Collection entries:
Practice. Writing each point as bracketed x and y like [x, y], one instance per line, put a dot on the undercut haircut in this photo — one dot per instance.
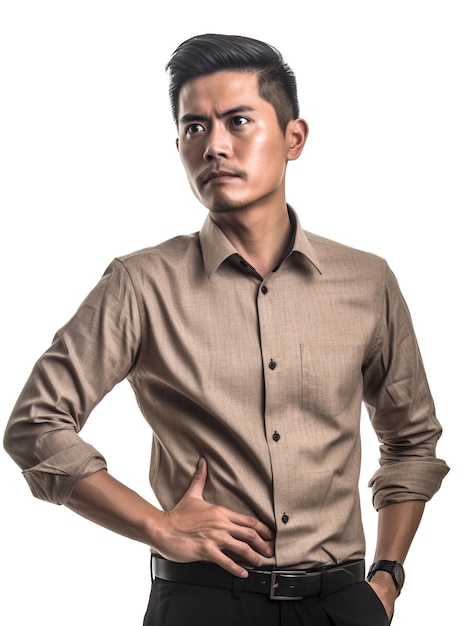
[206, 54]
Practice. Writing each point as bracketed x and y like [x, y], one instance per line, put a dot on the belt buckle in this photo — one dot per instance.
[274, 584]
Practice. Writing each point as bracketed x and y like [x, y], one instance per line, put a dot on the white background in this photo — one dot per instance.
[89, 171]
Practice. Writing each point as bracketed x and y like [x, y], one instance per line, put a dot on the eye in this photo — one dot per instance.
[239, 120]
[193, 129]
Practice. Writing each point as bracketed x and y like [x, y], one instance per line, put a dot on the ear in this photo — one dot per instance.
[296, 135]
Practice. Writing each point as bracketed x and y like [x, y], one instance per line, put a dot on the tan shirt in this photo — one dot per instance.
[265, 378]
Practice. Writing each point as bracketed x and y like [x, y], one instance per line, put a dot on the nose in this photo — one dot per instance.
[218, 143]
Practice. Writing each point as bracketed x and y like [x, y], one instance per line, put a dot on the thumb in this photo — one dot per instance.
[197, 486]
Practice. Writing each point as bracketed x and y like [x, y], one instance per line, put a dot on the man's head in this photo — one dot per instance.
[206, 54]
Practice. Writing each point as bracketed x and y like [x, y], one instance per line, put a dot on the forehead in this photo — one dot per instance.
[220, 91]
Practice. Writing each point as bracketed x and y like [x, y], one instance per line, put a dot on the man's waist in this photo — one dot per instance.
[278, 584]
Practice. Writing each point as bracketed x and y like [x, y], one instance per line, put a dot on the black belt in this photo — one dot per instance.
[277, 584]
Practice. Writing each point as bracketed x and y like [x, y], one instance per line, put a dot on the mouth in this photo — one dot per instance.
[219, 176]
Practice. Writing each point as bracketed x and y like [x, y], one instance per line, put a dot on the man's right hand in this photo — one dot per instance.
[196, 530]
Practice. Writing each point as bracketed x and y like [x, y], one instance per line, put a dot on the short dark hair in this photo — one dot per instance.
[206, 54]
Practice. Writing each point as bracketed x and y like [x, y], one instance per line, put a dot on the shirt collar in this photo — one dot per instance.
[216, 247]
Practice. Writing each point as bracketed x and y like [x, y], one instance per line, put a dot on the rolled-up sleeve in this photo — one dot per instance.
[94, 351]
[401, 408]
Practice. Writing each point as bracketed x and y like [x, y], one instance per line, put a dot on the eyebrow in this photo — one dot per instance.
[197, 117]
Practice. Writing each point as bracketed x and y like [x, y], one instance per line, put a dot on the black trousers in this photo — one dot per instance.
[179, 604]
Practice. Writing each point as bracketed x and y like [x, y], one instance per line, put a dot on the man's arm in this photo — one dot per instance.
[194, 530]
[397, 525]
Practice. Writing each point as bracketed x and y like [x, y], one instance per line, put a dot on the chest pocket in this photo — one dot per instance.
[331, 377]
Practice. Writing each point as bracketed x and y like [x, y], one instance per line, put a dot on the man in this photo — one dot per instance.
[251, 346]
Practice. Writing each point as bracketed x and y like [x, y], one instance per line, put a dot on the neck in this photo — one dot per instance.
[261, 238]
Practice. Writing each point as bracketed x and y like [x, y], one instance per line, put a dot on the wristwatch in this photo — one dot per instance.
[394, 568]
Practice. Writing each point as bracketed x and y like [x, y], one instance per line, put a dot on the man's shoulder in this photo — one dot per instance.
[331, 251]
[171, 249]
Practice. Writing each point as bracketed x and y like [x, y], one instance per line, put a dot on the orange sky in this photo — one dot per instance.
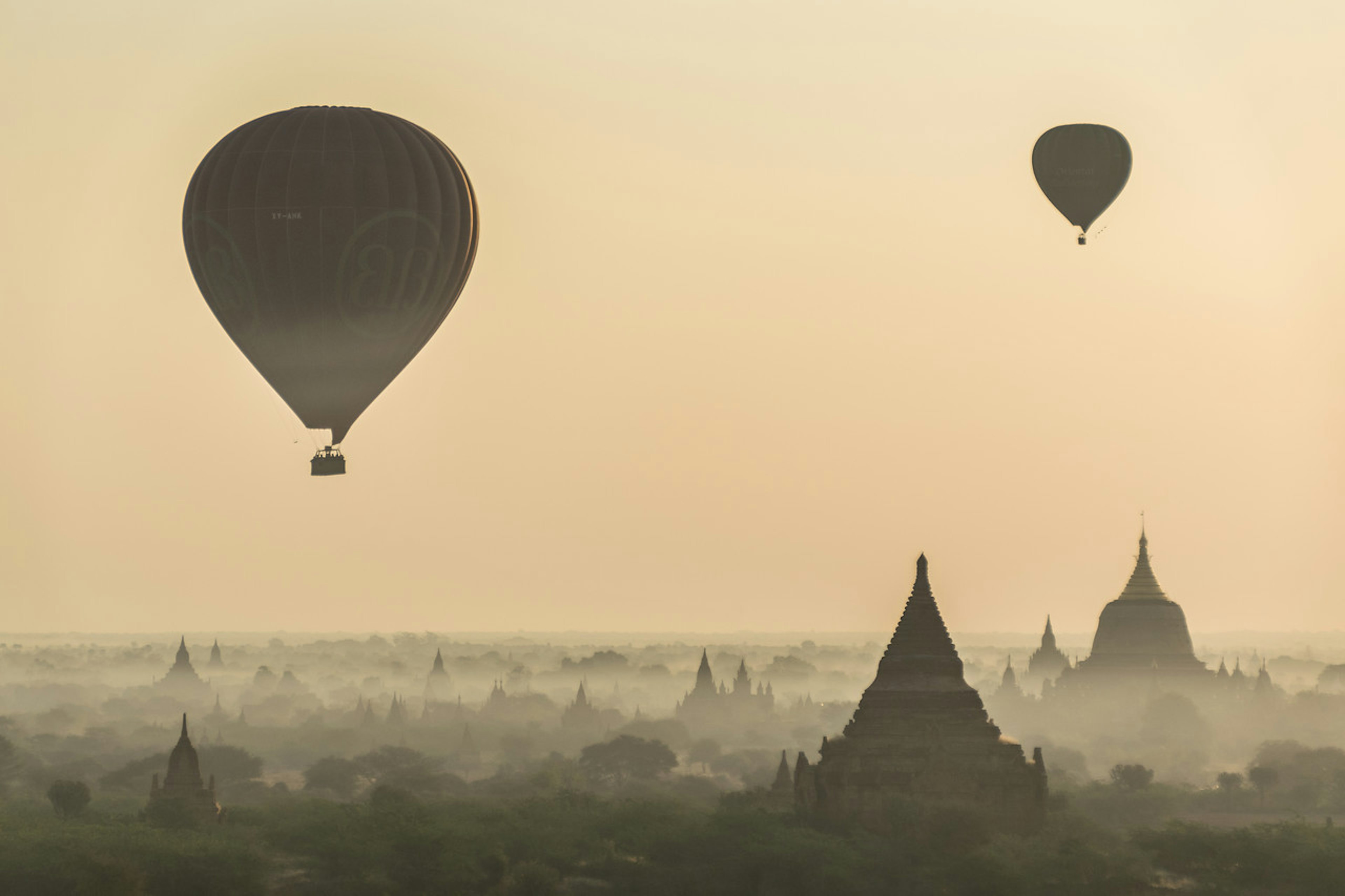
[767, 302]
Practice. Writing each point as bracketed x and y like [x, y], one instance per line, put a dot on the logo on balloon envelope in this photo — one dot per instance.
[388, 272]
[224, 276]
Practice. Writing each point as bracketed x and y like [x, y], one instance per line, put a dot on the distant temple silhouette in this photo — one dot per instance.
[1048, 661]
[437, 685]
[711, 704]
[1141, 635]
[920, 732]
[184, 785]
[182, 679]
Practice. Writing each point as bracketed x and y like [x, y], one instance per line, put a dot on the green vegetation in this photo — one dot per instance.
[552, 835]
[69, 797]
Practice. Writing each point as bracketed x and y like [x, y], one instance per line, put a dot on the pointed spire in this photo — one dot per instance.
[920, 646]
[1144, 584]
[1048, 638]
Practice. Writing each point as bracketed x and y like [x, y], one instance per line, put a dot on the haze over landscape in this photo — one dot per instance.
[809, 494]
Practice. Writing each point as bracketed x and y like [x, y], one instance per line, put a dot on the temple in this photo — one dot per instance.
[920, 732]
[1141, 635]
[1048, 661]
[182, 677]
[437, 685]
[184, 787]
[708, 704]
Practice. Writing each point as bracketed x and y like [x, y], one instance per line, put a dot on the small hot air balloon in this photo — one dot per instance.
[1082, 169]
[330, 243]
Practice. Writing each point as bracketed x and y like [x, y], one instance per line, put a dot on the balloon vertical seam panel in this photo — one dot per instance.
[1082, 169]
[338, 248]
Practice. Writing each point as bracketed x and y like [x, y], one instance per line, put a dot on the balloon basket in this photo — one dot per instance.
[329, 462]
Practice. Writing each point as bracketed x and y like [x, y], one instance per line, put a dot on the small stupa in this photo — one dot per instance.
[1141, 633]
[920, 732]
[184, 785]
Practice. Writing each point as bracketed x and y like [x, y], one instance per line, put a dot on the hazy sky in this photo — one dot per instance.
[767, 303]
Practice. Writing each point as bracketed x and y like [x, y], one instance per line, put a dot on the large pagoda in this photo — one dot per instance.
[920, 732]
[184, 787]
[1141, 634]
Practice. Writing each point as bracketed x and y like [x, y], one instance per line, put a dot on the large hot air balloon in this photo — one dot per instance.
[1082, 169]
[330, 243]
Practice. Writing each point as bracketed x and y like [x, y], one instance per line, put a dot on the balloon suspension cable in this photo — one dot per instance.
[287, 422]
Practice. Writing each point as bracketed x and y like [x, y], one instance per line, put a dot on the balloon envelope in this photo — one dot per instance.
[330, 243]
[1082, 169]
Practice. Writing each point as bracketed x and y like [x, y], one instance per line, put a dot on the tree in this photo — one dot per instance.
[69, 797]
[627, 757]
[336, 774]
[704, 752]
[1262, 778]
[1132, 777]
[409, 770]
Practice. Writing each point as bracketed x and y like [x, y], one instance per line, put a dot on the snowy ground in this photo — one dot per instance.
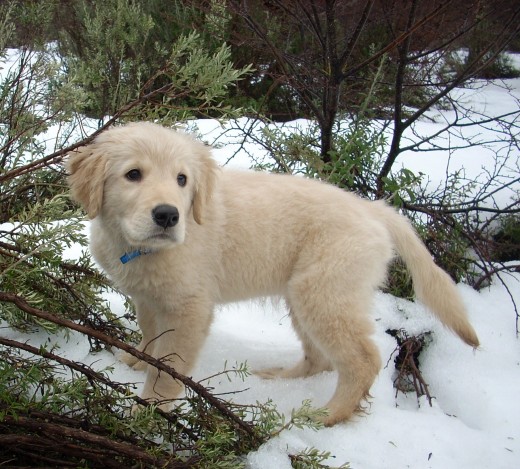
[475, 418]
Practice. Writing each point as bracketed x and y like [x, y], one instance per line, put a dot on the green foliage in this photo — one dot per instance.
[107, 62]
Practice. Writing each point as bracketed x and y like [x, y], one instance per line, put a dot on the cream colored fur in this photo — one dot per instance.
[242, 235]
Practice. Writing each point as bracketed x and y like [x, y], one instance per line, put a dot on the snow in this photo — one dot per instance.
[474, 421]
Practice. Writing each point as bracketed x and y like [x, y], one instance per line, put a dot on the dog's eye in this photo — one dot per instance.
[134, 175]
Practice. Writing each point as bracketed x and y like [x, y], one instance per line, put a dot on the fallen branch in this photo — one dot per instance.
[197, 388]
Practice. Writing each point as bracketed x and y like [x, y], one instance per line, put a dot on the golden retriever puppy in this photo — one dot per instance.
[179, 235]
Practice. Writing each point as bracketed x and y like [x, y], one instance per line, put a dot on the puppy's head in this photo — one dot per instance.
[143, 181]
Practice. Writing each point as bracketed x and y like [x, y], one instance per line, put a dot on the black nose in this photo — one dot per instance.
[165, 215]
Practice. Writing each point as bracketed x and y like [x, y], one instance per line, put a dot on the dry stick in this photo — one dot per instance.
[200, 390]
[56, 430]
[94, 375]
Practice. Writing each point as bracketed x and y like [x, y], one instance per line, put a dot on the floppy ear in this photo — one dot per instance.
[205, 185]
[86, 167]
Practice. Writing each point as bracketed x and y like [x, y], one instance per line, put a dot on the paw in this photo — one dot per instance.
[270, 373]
* * *
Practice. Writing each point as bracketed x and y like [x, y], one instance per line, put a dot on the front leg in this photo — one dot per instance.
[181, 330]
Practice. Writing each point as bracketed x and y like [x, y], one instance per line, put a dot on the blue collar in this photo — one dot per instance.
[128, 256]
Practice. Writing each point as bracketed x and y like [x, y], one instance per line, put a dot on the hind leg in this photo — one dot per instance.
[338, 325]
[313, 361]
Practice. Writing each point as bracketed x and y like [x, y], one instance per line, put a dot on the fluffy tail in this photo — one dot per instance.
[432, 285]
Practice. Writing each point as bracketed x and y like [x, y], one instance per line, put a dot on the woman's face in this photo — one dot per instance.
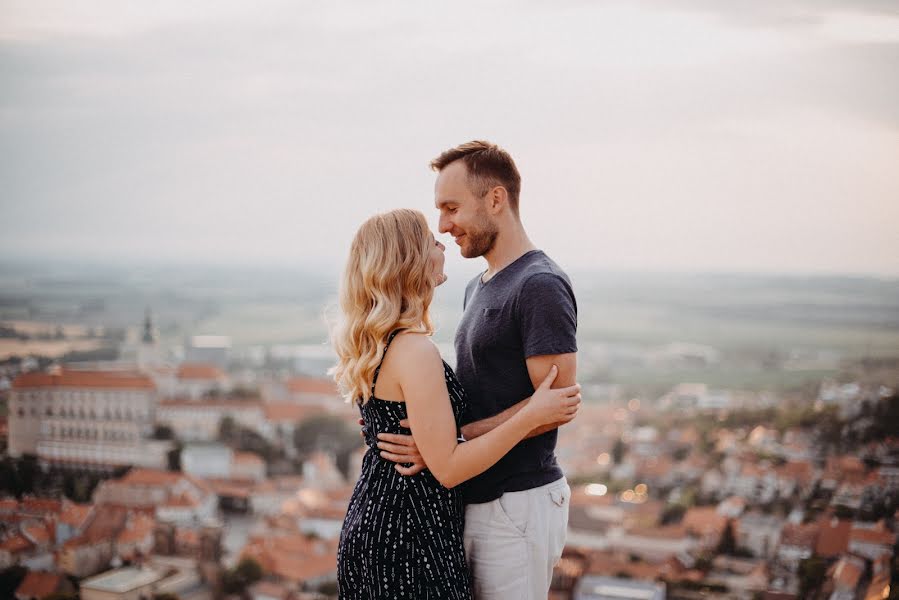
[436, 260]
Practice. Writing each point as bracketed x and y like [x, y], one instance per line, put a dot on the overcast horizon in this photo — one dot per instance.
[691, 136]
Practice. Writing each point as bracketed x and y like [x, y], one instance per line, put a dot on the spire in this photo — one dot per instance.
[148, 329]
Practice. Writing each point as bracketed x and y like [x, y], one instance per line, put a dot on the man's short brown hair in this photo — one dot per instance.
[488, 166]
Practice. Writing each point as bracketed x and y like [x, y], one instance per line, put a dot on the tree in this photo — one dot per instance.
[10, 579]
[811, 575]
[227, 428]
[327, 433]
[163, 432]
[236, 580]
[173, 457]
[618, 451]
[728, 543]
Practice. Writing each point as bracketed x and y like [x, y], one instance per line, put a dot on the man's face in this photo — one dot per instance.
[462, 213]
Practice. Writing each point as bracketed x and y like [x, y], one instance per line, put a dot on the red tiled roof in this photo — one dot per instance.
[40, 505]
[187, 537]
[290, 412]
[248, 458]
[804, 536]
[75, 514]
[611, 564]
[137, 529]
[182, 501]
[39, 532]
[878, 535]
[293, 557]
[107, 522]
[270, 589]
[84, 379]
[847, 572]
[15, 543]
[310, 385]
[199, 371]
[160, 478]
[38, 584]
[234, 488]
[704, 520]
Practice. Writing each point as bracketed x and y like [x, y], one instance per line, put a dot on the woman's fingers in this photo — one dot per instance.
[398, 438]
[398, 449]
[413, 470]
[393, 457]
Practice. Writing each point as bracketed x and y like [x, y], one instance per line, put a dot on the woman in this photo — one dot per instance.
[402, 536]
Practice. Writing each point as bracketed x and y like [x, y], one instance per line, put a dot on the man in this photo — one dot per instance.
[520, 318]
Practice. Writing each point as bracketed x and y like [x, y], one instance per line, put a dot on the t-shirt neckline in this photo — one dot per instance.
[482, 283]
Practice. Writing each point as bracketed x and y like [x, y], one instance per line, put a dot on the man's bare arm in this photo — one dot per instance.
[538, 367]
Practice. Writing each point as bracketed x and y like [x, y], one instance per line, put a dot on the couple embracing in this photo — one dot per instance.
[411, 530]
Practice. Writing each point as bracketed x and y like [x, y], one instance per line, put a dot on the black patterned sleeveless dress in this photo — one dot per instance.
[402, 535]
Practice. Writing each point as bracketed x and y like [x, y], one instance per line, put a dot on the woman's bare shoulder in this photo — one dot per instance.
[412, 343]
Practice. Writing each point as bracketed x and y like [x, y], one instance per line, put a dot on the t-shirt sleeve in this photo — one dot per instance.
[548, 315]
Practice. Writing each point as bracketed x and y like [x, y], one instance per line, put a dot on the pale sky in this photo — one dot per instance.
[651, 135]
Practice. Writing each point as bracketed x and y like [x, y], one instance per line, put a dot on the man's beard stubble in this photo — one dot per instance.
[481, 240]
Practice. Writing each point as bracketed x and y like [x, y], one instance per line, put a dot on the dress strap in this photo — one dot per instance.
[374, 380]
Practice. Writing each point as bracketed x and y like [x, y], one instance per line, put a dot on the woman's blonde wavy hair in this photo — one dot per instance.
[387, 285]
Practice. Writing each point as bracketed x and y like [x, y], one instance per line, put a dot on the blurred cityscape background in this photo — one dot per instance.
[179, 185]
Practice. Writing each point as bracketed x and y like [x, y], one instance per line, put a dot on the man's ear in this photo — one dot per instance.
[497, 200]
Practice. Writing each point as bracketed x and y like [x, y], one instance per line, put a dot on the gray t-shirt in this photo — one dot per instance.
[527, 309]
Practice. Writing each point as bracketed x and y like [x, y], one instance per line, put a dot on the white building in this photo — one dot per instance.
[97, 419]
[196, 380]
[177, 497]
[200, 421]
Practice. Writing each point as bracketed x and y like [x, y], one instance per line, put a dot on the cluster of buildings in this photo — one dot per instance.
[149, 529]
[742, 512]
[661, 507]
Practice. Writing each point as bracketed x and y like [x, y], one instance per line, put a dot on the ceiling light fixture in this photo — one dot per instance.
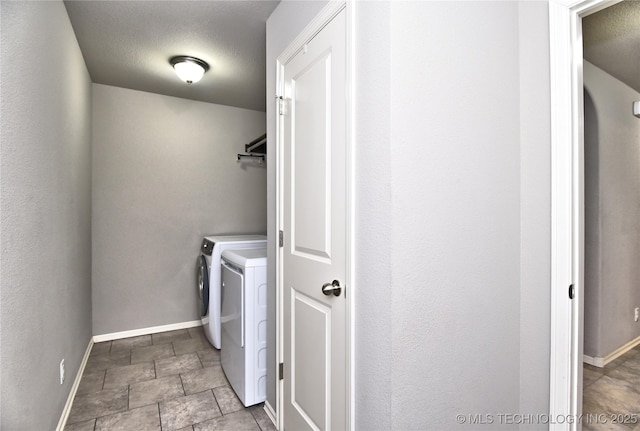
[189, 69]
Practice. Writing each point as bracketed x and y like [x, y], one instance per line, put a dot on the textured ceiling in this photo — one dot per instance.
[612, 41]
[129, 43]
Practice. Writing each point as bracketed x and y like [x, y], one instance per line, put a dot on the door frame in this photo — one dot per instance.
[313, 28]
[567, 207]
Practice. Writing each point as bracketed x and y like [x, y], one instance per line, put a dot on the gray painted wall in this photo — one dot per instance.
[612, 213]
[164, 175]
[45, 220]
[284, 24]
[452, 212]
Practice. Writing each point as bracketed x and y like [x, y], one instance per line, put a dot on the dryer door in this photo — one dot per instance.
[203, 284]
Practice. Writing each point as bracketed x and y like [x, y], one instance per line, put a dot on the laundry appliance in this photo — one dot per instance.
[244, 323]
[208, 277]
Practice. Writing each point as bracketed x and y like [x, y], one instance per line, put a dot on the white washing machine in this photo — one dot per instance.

§ **The exercise**
Count the lines in the records that contain the word "white" and give only that number.

§ **Response below**
3